WHAT IS NEEDED:
Convert the material below into a Markdown table with two columns, Row and Line. Put each nonblank line in its own row, numbered in order, and leave out blank lines.
──────
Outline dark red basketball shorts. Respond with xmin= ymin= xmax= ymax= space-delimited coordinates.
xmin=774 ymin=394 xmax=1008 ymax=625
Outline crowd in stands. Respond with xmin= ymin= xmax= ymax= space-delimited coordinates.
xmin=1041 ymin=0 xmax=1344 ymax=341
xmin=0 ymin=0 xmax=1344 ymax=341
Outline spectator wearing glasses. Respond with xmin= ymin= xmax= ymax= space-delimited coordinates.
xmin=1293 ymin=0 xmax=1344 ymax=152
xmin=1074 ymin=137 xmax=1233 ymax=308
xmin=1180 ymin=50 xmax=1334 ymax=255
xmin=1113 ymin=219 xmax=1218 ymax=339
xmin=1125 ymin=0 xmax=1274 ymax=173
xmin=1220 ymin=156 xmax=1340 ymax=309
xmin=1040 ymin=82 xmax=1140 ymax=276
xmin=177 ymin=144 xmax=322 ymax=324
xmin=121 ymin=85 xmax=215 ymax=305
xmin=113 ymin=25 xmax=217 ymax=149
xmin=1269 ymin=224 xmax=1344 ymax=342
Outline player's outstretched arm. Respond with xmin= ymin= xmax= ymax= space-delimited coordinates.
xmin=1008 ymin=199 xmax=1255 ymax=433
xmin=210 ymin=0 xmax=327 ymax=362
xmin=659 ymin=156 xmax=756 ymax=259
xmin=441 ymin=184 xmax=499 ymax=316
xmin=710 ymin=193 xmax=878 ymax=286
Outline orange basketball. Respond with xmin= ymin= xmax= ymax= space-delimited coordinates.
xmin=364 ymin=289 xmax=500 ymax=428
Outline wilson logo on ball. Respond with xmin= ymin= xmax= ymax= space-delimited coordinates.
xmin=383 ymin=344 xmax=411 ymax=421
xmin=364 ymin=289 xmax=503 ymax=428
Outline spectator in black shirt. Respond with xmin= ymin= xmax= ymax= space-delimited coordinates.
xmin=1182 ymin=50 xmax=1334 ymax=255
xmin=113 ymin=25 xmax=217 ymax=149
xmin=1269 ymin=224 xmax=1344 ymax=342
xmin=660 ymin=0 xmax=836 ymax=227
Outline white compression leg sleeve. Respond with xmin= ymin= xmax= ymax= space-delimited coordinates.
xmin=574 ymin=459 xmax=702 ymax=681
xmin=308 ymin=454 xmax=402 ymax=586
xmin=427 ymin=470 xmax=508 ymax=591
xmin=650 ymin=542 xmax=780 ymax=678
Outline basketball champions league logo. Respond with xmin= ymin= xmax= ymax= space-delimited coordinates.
──────
RESULT OF THIS EXERCISE:
| Row | Line |
|---|---|
| 1 | Outline dark red basketball shorts. Respond with xmin= ymin= xmax= ymax= space-delimited coordinates. |
| 2 | xmin=774 ymin=394 xmax=1008 ymax=625 |
| 3 | Outline crowd in stands. Respond with xmin= ymin= xmax= ymax= space-delimited coordinates. |
| 4 | xmin=1041 ymin=0 xmax=1344 ymax=341 |
| 5 | xmin=0 ymin=0 xmax=1344 ymax=341 |
| 6 | Outline spectator wearing glasses. Respond with xmin= ymin= xmax= ymax= space-delimited coordinates. |
| 7 | xmin=1293 ymin=0 xmax=1344 ymax=152 |
| 8 | xmin=1074 ymin=137 xmax=1233 ymax=308 |
| 9 | xmin=1180 ymin=50 xmax=1334 ymax=255 |
| 10 | xmin=1113 ymin=219 xmax=1218 ymax=339 |
| 11 | xmin=1125 ymin=0 xmax=1274 ymax=173 |
| 12 | xmin=1220 ymin=156 xmax=1340 ymax=309 |
| 13 | xmin=1040 ymin=82 xmax=1140 ymax=276 |
| 14 | xmin=177 ymin=144 xmax=322 ymax=324 |
| 15 | xmin=121 ymin=85 xmax=215 ymax=305 |
| 16 | xmin=113 ymin=25 xmax=217 ymax=149 |
| 17 | xmin=1269 ymin=224 xmax=1344 ymax=342 |
| 18 | Outline player's outstretched arm. Respond with xmin= ymin= xmax= ymax= space-delimited coordinates. |
| 19 | xmin=1008 ymin=199 xmax=1255 ymax=433 |
| 20 | xmin=210 ymin=0 xmax=327 ymax=362 |
| 21 | xmin=659 ymin=156 xmax=756 ymax=259 |
| 22 | xmin=441 ymin=184 xmax=499 ymax=316 |
| 23 | xmin=710 ymin=193 xmax=878 ymax=286 |
| 24 | Outline orange basketball. Respond with xmin= ymin= xmax= ymax= space-delimited coordinates. |
| 25 | xmin=364 ymin=289 xmax=500 ymax=428 |
| 26 | Outline wilson logo on ball. Respond with xmin= ymin= xmax= ymax= space-delimited coordinates. |
| 27 | xmin=383 ymin=344 xmax=411 ymax=421 |
| 28 | xmin=364 ymin=289 xmax=503 ymax=428 |
| 29 | Outline spectator in black shirt. Respond with xmin= ymin= xmax= ymax= space-delimited coordinates. |
| 30 | xmin=1182 ymin=50 xmax=1334 ymax=255 |
| 31 | xmin=113 ymin=25 xmax=217 ymax=149 |
| 32 | xmin=1269 ymin=224 xmax=1344 ymax=342 |
| 33 | xmin=660 ymin=0 xmax=836 ymax=227 |
| 34 | Outline white compression leg sleeve. Respond with xmin= ymin= xmax= ymax= space-delimited coordinates. |
| 35 | xmin=574 ymin=459 xmax=702 ymax=681 |
| 36 | xmin=308 ymin=454 xmax=402 ymax=586 |
| 37 | xmin=427 ymin=470 xmax=508 ymax=591 |
| 38 | xmin=650 ymin=542 xmax=780 ymax=678 |
| 39 | Outline basketball champions league logo. Respond with xmin= ymin= xmax= ymax= space-delimited coordinates. |